(Data listing)
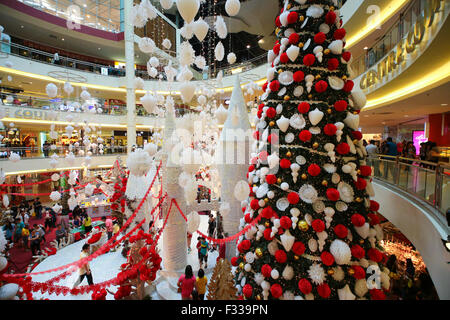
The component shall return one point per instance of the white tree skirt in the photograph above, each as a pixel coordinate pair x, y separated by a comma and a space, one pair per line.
104, 267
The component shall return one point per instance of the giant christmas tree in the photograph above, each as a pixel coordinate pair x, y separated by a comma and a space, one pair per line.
319, 231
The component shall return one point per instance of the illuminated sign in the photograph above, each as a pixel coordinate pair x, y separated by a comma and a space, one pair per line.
409, 44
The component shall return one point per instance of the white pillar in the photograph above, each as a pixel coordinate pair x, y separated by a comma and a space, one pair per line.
234, 158
129, 69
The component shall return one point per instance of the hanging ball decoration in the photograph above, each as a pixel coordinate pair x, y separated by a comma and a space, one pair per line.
232, 7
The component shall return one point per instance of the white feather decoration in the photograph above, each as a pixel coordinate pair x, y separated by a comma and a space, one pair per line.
52, 90
188, 9
219, 51
221, 27
232, 7
200, 29
146, 45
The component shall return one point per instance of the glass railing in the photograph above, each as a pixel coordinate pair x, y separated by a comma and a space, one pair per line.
398, 32
428, 181
102, 15
60, 151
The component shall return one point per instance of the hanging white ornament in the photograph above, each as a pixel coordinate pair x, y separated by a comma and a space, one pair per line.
219, 51
52, 90
232, 7
221, 27
188, 9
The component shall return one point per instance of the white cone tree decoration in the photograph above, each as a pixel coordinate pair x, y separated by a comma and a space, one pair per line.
188, 9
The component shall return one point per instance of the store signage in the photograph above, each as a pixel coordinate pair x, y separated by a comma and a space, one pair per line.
418, 138
409, 44
27, 113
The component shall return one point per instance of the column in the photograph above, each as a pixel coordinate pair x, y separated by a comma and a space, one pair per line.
129, 69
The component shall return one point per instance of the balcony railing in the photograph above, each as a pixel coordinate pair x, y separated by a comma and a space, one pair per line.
424, 180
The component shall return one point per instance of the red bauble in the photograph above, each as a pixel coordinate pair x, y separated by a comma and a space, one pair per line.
285, 222
276, 290
321, 86
343, 148
366, 171
374, 255
324, 290
330, 129
374, 206
358, 220
320, 37
274, 86
285, 163
305, 135
357, 251
359, 272
305, 286
299, 76
246, 244
298, 248
271, 113
330, 17
267, 233
341, 231
314, 170
254, 204
271, 179
309, 59
284, 58
361, 183
280, 256
327, 258
276, 48
377, 294
263, 155
357, 135
278, 22
303, 107
348, 86
293, 197
333, 194
347, 55
294, 38
267, 212
340, 105
374, 219
339, 34
266, 270
318, 225
333, 64
292, 17
247, 290
272, 138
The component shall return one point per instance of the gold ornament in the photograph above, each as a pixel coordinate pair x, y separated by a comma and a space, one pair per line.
303, 225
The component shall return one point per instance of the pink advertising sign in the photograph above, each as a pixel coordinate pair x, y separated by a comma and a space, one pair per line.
418, 138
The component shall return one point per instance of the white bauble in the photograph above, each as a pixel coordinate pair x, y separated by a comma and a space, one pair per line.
232, 7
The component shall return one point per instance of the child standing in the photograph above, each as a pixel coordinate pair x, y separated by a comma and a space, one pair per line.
202, 280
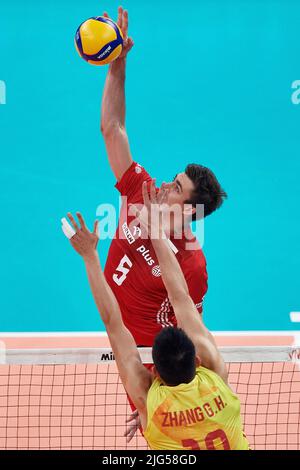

THE EXERCISE:
Copy out every line in the records above that contains the word "railing", paying attention to case.

OUTPUT OF THE EXERCISE:
The component shall return one point per instance of the glass railing in the photograph above, each as a pixel coordinate pair x, y separated by a comma and a space, one pair per line.
The component shall return one point per instance of the balcony railing in the photograph above, each as a pixel coordinate pair x, y separated by a comma and a space, one pair per line.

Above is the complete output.